Work required: Collect every line of the records that contains the string "query", matching case exactly. Copy each such line in full.

[Stored data entries]
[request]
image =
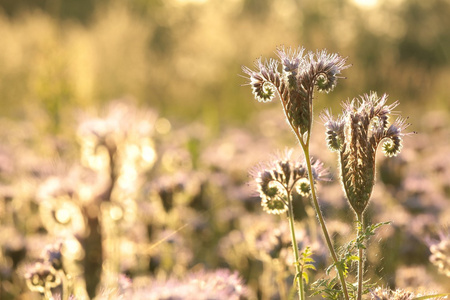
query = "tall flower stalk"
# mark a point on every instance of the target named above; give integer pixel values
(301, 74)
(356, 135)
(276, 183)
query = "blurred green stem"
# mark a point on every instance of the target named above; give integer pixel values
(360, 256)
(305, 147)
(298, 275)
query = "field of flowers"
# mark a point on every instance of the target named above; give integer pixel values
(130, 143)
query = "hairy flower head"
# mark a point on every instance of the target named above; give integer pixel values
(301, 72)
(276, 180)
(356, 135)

* * *

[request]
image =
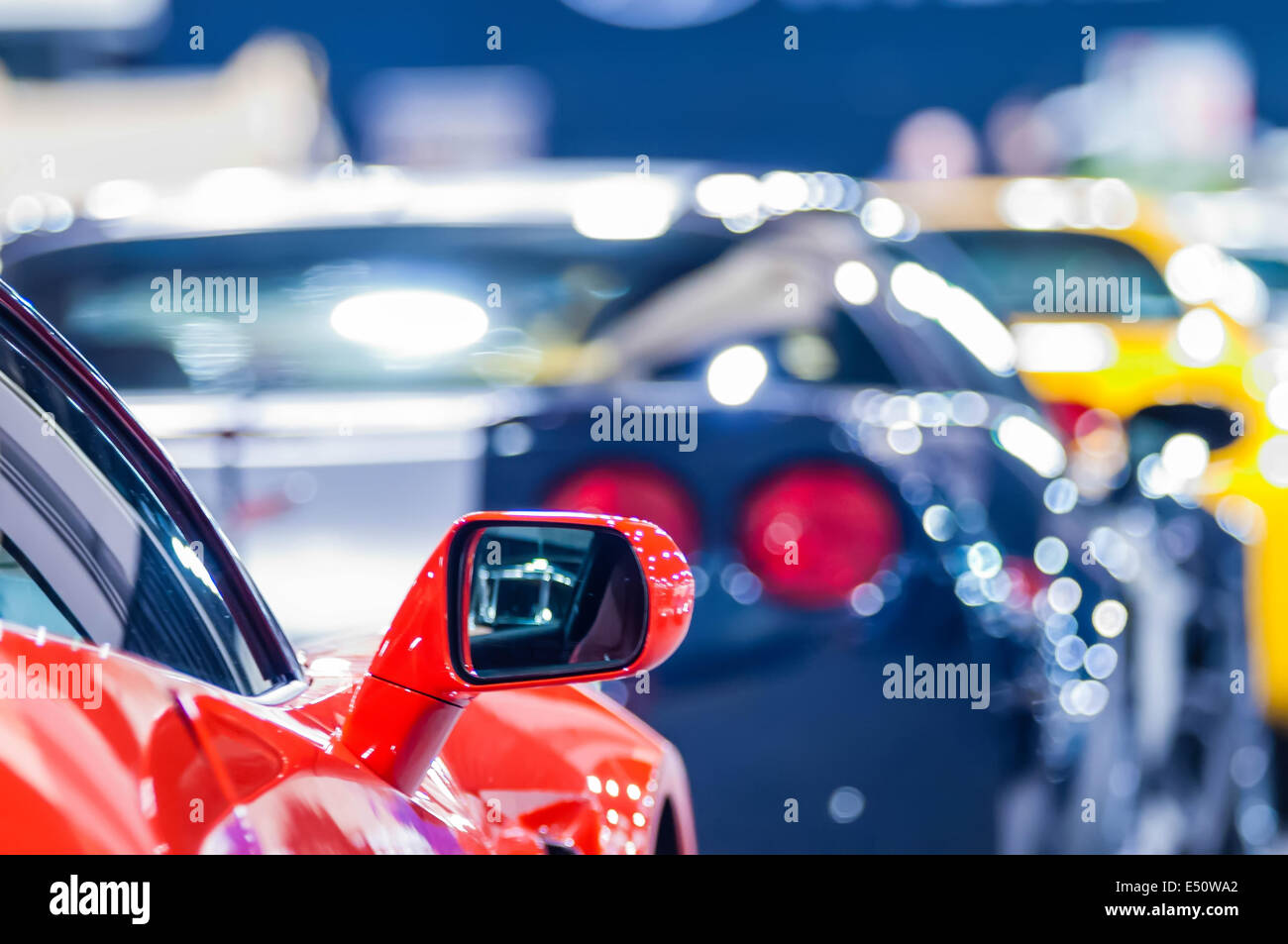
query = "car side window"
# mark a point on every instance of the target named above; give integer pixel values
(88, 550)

==

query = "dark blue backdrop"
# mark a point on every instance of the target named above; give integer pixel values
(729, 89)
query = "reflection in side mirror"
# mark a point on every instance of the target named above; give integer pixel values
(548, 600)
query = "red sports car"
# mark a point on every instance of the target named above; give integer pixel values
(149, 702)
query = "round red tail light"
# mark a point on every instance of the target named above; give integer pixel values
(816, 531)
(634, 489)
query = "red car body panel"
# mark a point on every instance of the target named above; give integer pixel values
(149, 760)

Result of this task:
query = "tall flower stalk"
query = "blurred green stem"
query = "field of flowers"
query = "hairy flower head"
query = "car side window"
query = "dark blue backdrop"
query = "reflection in side mirror"
query = "red sports car"
query = "round red tail light"
query = "red car body panel"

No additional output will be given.